> **Data listing**
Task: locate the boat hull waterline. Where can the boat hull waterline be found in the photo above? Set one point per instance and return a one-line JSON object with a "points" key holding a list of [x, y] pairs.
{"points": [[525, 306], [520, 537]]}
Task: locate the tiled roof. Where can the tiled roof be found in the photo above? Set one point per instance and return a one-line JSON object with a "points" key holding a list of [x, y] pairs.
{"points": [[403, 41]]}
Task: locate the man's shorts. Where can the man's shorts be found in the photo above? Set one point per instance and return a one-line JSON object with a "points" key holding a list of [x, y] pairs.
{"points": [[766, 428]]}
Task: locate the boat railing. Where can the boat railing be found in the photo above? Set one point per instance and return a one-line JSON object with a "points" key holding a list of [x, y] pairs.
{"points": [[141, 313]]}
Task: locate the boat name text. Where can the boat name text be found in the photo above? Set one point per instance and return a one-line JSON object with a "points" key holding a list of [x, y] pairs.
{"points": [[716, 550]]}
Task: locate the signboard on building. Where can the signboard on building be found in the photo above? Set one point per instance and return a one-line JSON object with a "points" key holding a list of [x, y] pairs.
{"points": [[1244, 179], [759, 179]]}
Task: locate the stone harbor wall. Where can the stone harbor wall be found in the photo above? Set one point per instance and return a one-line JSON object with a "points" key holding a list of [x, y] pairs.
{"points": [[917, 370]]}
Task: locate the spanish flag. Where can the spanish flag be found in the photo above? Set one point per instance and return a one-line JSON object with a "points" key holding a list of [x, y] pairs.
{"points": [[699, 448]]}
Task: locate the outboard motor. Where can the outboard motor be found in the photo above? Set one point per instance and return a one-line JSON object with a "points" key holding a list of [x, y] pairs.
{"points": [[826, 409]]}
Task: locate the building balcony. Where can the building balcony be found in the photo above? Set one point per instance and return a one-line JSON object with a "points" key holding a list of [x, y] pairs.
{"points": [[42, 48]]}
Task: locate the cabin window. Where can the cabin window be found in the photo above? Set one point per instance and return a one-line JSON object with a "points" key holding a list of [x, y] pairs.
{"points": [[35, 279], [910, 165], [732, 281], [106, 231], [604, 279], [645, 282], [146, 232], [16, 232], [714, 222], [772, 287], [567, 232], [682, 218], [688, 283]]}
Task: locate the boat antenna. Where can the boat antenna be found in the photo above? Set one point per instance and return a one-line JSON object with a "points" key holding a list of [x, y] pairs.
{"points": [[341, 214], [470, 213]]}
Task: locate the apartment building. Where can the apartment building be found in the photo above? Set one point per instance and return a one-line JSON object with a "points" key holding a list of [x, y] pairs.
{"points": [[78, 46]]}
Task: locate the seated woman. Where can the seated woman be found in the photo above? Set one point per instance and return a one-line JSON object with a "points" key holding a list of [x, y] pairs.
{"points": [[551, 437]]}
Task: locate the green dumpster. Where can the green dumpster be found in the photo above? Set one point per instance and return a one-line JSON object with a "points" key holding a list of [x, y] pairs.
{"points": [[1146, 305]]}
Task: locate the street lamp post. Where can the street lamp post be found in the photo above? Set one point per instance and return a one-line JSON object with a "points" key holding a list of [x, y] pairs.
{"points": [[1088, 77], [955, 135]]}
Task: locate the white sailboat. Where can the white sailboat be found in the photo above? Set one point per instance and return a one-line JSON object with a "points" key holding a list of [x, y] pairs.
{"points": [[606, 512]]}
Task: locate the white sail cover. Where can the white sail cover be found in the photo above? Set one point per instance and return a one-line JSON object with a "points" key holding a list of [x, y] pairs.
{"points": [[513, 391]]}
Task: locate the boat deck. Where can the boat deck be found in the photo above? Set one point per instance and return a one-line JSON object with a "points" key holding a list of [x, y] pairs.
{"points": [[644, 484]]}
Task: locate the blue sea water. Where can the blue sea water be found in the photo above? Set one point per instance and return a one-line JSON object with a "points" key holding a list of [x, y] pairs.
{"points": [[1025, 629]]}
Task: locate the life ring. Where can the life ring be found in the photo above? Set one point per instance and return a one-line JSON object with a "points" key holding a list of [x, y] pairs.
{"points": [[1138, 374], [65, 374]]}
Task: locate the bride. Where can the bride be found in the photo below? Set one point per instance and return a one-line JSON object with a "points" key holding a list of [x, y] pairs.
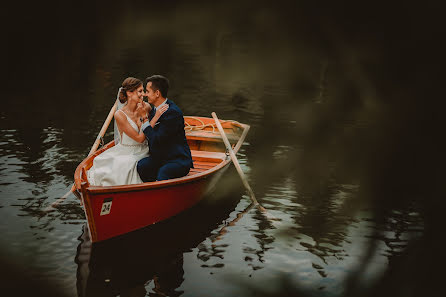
{"points": [[117, 165]]}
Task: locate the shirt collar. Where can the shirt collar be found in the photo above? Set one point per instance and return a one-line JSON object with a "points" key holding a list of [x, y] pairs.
{"points": [[165, 101]]}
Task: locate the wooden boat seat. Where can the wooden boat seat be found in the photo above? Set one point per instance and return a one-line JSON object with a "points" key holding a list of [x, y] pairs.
{"points": [[204, 160], [208, 156]]}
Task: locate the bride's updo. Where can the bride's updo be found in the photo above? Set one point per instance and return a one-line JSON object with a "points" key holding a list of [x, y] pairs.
{"points": [[129, 84]]}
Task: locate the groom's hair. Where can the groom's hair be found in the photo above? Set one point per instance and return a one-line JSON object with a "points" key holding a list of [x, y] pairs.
{"points": [[160, 83]]}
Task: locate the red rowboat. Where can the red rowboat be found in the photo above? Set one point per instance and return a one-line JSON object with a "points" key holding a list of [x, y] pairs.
{"points": [[116, 210]]}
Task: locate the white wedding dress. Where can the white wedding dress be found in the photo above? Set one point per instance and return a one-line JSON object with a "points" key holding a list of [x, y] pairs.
{"points": [[117, 165]]}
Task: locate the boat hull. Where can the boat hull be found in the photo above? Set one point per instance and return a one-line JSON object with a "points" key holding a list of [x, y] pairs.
{"points": [[113, 214]]}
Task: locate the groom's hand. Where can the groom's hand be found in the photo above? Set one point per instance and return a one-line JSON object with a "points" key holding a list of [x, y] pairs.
{"points": [[140, 110]]}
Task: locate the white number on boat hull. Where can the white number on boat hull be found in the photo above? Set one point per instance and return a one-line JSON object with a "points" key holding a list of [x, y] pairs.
{"points": [[106, 206]]}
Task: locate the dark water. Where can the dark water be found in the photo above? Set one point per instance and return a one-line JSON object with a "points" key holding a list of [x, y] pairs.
{"points": [[344, 147]]}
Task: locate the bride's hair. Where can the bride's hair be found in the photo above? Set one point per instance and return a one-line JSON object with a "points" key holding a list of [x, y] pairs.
{"points": [[129, 84]]}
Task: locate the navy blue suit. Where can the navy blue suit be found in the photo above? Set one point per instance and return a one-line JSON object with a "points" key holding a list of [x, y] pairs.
{"points": [[170, 155]]}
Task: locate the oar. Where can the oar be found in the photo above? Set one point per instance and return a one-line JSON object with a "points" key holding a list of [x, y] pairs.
{"points": [[236, 163], [93, 149]]}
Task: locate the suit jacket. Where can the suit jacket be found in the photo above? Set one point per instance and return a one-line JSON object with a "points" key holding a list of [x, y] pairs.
{"points": [[167, 140]]}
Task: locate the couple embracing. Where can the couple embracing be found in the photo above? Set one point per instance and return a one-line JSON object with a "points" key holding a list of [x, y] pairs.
{"points": [[150, 142]]}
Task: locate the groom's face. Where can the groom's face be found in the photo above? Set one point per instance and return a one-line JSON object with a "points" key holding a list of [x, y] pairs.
{"points": [[151, 95]]}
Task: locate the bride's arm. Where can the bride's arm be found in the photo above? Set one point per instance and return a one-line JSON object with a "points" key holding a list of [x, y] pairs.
{"points": [[125, 127]]}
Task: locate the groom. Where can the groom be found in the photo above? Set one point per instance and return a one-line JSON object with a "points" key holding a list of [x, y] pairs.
{"points": [[170, 155]]}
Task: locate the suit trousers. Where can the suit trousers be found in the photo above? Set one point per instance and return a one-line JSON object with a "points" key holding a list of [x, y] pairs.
{"points": [[150, 169]]}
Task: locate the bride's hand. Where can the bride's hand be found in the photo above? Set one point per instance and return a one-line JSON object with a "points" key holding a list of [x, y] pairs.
{"points": [[161, 110]]}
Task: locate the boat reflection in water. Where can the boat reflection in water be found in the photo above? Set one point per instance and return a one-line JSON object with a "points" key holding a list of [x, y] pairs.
{"points": [[125, 265]]}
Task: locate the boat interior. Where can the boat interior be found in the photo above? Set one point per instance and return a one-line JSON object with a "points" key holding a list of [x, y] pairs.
{"points": [[206, 144]]}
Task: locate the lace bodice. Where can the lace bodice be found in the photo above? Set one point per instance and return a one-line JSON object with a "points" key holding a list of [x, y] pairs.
{"points": [[127, 140]]}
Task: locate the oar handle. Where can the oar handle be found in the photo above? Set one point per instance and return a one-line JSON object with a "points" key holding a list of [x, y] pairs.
{"points": [[103, 129], [234, 159]]}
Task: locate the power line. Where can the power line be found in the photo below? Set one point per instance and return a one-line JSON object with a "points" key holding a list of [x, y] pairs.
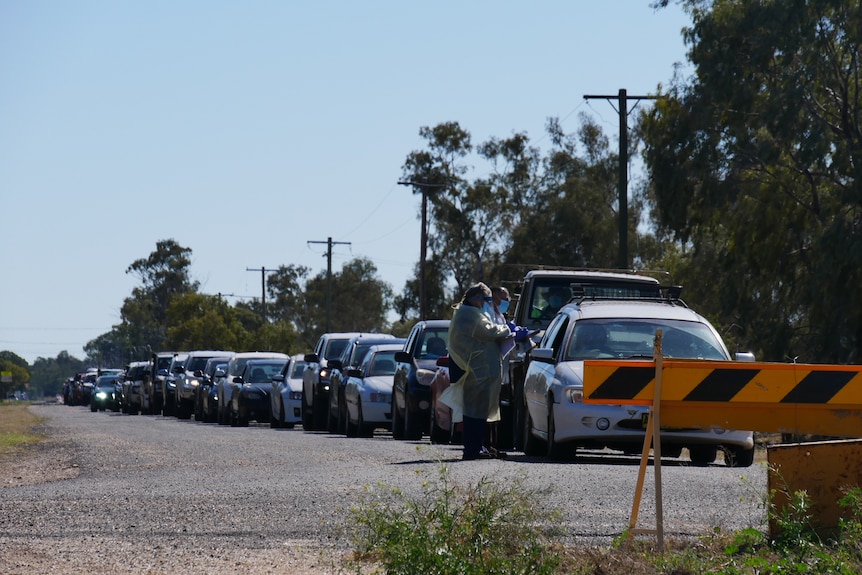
{"points": [[622, 98], [329, 243]]}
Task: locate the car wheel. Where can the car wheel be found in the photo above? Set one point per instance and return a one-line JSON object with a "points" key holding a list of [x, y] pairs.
{"points": [[275, 419], [343, 416], [412, 425], [736, 456], [364, 429], [320, 411], [532, 444], [556, 451], [702, 455], [307, 420], [397, 424], [353, 429], [437, 434]]}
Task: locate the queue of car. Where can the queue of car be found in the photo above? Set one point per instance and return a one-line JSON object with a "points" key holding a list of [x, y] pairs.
{"points": [[355, 383]]}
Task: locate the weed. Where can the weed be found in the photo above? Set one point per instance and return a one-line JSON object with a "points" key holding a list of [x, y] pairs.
{"points": [[454, 529]]}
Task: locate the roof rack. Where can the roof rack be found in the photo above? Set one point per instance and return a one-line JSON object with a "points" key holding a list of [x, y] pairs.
{"points": [[666, 293]]}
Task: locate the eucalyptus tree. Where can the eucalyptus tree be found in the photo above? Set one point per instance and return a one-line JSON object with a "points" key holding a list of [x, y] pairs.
{"points": [[755, 164]]}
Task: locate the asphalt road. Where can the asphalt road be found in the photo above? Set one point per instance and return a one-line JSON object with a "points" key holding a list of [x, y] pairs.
{"points": [[155, 494]]}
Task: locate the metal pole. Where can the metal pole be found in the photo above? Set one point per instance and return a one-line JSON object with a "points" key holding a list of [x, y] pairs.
{"points": [[623, 183], [622, 179]]}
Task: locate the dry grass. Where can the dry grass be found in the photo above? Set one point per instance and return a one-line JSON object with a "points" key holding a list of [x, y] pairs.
{"points": [[16, 426]]}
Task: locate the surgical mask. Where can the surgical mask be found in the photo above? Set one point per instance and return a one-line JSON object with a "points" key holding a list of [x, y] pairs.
{"points": [[488, 308]]}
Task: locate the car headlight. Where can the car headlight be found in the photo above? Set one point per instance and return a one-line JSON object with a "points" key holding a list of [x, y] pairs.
{"points": [[574, 394], [424, 376]]}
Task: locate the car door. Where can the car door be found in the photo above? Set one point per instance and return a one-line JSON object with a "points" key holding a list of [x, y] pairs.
{"points": [[542, 371]]}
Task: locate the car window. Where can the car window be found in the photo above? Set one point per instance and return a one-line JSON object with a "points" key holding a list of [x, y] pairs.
{"points": [[435, 344], [383, 363], [627, 338], [335, 348], [298, 368]]}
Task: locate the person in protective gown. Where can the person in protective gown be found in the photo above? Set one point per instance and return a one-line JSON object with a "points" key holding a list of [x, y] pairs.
{"points": [[474, 344]]}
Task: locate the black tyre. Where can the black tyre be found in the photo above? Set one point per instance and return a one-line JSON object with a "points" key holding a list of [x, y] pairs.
{"points": [[307, 419], [436, 434], [532, 444], [412, 425], [556, 451], [702, 455], [397, 421], [736, 456]]}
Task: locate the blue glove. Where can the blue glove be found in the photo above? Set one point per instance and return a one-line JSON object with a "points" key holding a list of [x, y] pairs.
{"points": [[521, 333]]}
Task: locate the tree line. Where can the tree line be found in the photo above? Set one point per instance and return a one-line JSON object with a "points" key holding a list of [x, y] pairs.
{"points": [[750, 198]]}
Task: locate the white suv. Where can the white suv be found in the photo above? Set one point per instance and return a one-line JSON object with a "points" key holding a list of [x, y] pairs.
{"points": [[558, 422]]}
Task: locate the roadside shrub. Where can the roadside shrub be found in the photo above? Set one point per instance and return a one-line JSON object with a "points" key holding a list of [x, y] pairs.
{"points": [[490, 527]]}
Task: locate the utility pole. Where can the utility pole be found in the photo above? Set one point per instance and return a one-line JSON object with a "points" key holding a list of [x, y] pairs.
{"points": [[329, 243], [623, 176], [262, 271], [423, 247]]}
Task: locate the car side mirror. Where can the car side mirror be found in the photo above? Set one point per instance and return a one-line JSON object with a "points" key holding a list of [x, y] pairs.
{"points": [[543, 354]]}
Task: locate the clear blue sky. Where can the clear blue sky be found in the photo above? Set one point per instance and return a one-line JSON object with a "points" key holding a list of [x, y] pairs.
{"points": [[244, 130]]}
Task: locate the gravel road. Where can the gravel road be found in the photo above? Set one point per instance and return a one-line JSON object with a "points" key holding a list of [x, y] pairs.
{"points": [[112, 493]]}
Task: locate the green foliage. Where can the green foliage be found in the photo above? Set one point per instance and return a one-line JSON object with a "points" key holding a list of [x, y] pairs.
{"points": [[490, 527], [752, 160]]}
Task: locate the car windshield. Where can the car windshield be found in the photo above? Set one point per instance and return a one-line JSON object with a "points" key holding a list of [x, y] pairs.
{"points": [[334, 348], [259, 372], [383, 363], [625, 338], [435, 344], [298, 368]]}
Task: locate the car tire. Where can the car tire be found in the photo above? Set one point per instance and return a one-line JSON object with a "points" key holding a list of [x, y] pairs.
{"points": [[353, 429], [320, 411], [307, 419], [556, 451], [331, 420], [343, 417], [702, 455], [736, 456], [364, 429], [397, 422], [437, 435], [412, 425], [533, 446]]}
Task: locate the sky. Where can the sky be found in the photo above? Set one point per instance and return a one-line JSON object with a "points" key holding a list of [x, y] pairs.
{"points": [[253, 131]]}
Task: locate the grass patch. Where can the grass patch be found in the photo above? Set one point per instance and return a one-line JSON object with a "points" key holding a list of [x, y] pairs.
{"points": [[493, 527], [16, 426]]}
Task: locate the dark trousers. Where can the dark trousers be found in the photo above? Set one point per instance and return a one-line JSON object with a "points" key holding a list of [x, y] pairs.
{"points": [[472, 436]]}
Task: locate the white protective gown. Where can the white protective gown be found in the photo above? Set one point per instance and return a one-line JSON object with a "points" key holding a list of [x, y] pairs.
{"points": [[474, 344]]}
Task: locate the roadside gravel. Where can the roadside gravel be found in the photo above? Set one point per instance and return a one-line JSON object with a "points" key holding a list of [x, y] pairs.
{"points": [[111, 493]]}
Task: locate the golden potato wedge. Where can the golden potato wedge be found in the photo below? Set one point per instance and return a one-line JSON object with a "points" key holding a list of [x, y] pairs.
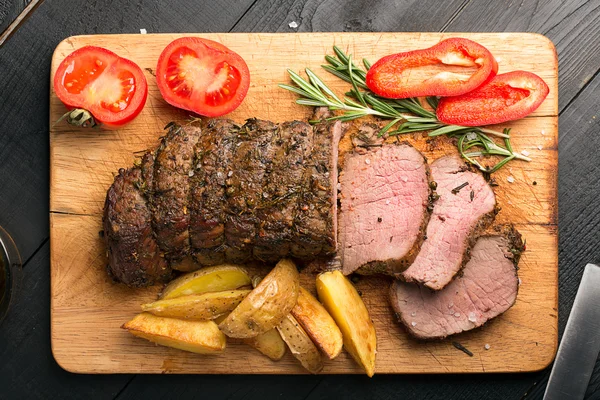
{"points": [[269, 343], [204, 307], [318, 324], [266, 305], [301, 346], [203, 337], [341, 299], [209, 279]]}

> **Required work**
What you need to retype is every line from the one that has "Task: locate the car windshield." through the last line of the listing, both included, with the pictures left out.

> **Written solution**
Task: locate the car windshield. Where can the car windshield be found in the photo above? Set one point per instance and return a one-line JSON object with a "points" key holding a list of [x, y] pairs.
{"points": [[334, 348], [259, 372], [383, 363], [625, 338], [435, 344], [298, 368]]}
Task: locate the car tire. Where can the car tire be found in the photo above? Set one point per instance and return a one-line JSON object with a "points" key holding a list of [x, y] pairs.
{"points": [[353, 429], [320, 411], [307, 419], [556, 451], [331, 420], [343, 417], [702, 455], [736, 456], [364, 429], [397, 422], [437, 435], [412, 425], [533, 446]]}
Task: locate the sky. Where can the sky be found in the photo above? Set one point per instance and return a one-line JSON object with a "points" key holding a list of [x, y] pairs.
{"points": [[253, 131]]}
Task: locate the grass patch. Where can the grass patch be found in the photo above? Set one point per instance and return a one-line JSON object with a "points" key holding a list of [x, y] pairs.
{"points": [[493, 527], [16, 426]]}
Task: locate the dark trousers. Where can the dark trousers be found in the photo above? Set one point per instance and return a one-line JSON object with a "points" key holding a list of [x, y] pairs.
{"points": [[472, 436]]}
Task: locate the white protective gown. Where can the white protective gown be found in the photo above? Set one point per instance and return a one-line JSON object with a "points" key holding a list of [x, y] pairs.
{"points": [[474, 344]]}
Task: locate the roadside gravel. Where can the roadside gravel be found in the photo above? Set one point per instance and return a one-line JSON object with a "points" key holding a list of [x, y] pairs.
{"points": [[111, 493]]}
Task: locate the golden potato wedge. Where can the golden potato wedge be found in the photo below? Set one point per instance and return a one-line JSON object with a "points" key holding a list of [x, y] pairs.
{"points": [[269, 343], [204, 307], [318, 324], [266, 305], [301, 346], [203, 337], [341, 299], [209, 279]]}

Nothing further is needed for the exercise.